任务提示 1 »
在这段讲限流实现的节选中，ReentrantLock 只用于哪个过程？

################

这个实现通过 AtomicIntegerArray 和细粒度锁，显著提高了并发性能。在高并发场景下，ReentrantLock 仅用于窗口滑动过程，而不影响正常的计数操作。

3. 漏桶算法

想象一个水桶，水（请求）以不确定的速率流入桶中，而桶以固定的速率流出水。当桶满时，新进入的水就会溢出（请求被拒绝）。

graph TD
    A[请求] --> B[(漏桶)]
    B --> C[固定速率处理请求]
    B --> |桶满时|D[请求被拒绝]

代码实现：

public class LeakyBucketRateLimiter {
    private final long capacity; // 桶的容量
    private final double leakRate; // 漏出速率（请求/秒）
    private long water; // 当前水量（请求数）
    private long lastLeakTime; // 上次漏水时间

    public LeakyBucketRateLimiter(long capacity, double leakRate) {
        if (capacity <= 0 || leakRate <= 0) {
            throw new IllegalArgumentException("参数必须为正数");
        }
        if (leakRate > capacity) {
            throw new IllegalArgumentException("漏出速率不能超过桶容量");
        }

        this.capacity = capacity;
        this.leakRate = leakRate;
        this.water = 0;
        this.lastLeakTime = System.currentTimeMillis();
    }

    public synchronized boolean tryAcquire() {
        // 计算从上次漏水到现在，漏掉了多少水
        long now = System.currentTimeMillis();
        double elapsedSeconds = (now - lastLeakTime) / 1000.0;
        long leakedWater = (long) (elapsedSeconds * leakRate);

        // 更新当前水量和上次漏水时间
        if (leakedWater > 0) {
            water = Math.max(0, water - leakedWater);
            lastLeakTime = now;
        }

        // 检查桶是否已满
        if (water < capacity) {
            water++;
            return true;
        } else {
            return false;
        }
    }
}

漏桶算法的特点是，无论请求流入速率如何变化，流出速率始终保持不变，这对于需要稳定处理速率的场景非常有用。举个例子，想象一个处理支付请求的系统，你希望它以稳定的速度处理订单，即使前端突然涌入大量请求，也不会让后端数据库崩溃。

################

任务提示 2 »
把下方列表逐行放进一个 JSON 字符串数组，每行对应一个字符串，空行不计。

################

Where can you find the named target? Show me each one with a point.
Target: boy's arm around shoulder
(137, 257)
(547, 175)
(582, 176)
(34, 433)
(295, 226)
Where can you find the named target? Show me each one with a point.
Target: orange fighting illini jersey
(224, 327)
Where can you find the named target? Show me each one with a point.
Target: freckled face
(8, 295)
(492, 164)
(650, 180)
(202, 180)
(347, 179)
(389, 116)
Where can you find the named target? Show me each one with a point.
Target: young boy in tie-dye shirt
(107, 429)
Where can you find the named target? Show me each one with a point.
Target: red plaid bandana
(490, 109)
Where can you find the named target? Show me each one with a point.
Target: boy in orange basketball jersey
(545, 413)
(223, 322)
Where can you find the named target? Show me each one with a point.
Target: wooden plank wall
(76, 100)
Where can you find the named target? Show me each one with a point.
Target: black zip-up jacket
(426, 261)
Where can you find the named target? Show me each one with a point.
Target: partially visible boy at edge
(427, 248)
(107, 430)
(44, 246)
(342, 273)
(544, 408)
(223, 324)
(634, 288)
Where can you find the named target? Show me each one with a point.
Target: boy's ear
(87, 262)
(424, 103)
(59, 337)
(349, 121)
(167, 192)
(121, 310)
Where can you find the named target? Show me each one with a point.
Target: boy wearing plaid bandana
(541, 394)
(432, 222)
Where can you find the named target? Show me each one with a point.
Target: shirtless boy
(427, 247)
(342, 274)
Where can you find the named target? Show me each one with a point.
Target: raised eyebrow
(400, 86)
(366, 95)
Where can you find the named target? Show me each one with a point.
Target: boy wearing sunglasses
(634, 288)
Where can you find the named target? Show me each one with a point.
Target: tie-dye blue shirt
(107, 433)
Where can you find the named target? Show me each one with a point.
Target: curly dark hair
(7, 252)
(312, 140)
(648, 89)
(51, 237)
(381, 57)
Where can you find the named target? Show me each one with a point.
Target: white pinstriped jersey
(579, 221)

################

最终答案 1 »
窗口滑动过程。

最终答案 2 »
[
  "Where can you find the named target? Show me each one with a point.",
  "Target: boy's arm around shoulder",
  "(137, 257)",
  "(547, 175)",
  "(582, 176)",
  "(34, 433)",
  "(295, 226)",
  "Where can you find the named target? Show me each one with a point.",
  "Target: orange fighting illini jersey",
  "(224, 327)",
  "Where can you find the named target? Show me each one with a point.",
  "Target: freckled face",
  "(8, 295)",
  "(492, 164)",
  "(650, 180)",
  "(202, 180)",
  "(347, 179)",
  "(389, 116)",
  "Where can you find the named target? Show me each one with a point.",
  "Target: young boy in tie-dye shirt",
  "(107, 429)",
  "Where can you find the named target? Show me each one with a point.",
  "Target: red plaid bandana",
  "(490, 109)",
  "Where can you find the named target? Show me each one with a point.",
  "Target: boy in orange basketball jersey",
  "(545, 413)",
  "(223, 322)",
  "Where can you find the named target? Show me each one with a point.",
  "Target: wooden plank wall",
  "(76, 100)",
  "Where can you find the named target? Show me each one with a point.",
  "Target: black zip-up jacket",
  "(426, 261)",
  "Where can you find the named target? Show me each one with a point.",
  "Target: partially visible boy at edge",
  "(427, 248)",
  "(107, 430)",
  "(44, 246)",
  "(342, 273)",
  "(544, 408)",
  "(223, 324)",
  "(634, 288)",
  "Where can you find the named target? Show me each one with a point.",
  "Target: boy's ear",
  "(87, 262)",
  "(424, 103)",
  "(59, 337)",
  "(349, 121)",
  "(167, 192)",
  "(121, 310)",
  "Where can you find the named target? Show me each one with a point.",
  "Target: boy wearing plaid bandana",
  "(541, 394)",
  "(432, 222)",
  "Where can you find the named target? Show me each one with a point.",
  "Target: shirtless boy",
  "(427, 247)",
  "(342, 274)",
  "Where can you find the named target? Show me each one with a point.",
  "Target: raised eyebrow",
  "(400, 86)",
  "(366, 95)",
  "Where can you find the named target? Show me each one with a point.",
  "Target: boy wearing sunglasses",
  "(634, 288)",
  "Where can you find the named target? Show me each one with a point.",
  "Target: tie-dye blue shirt",
  "(107, 433)",
  "Where can you find the named target? Show me each one with a point.",
  "Target: curly dark hair",
  "(7, 252)",
  "(312, 140)",
  "(648, 89)",
  "(51, 237)",
  "(381, 57)",
  "Where can you find the named target? Show me each one with a point.",
  "Target: white pinstriped jersey",
  "(579, 221)"
]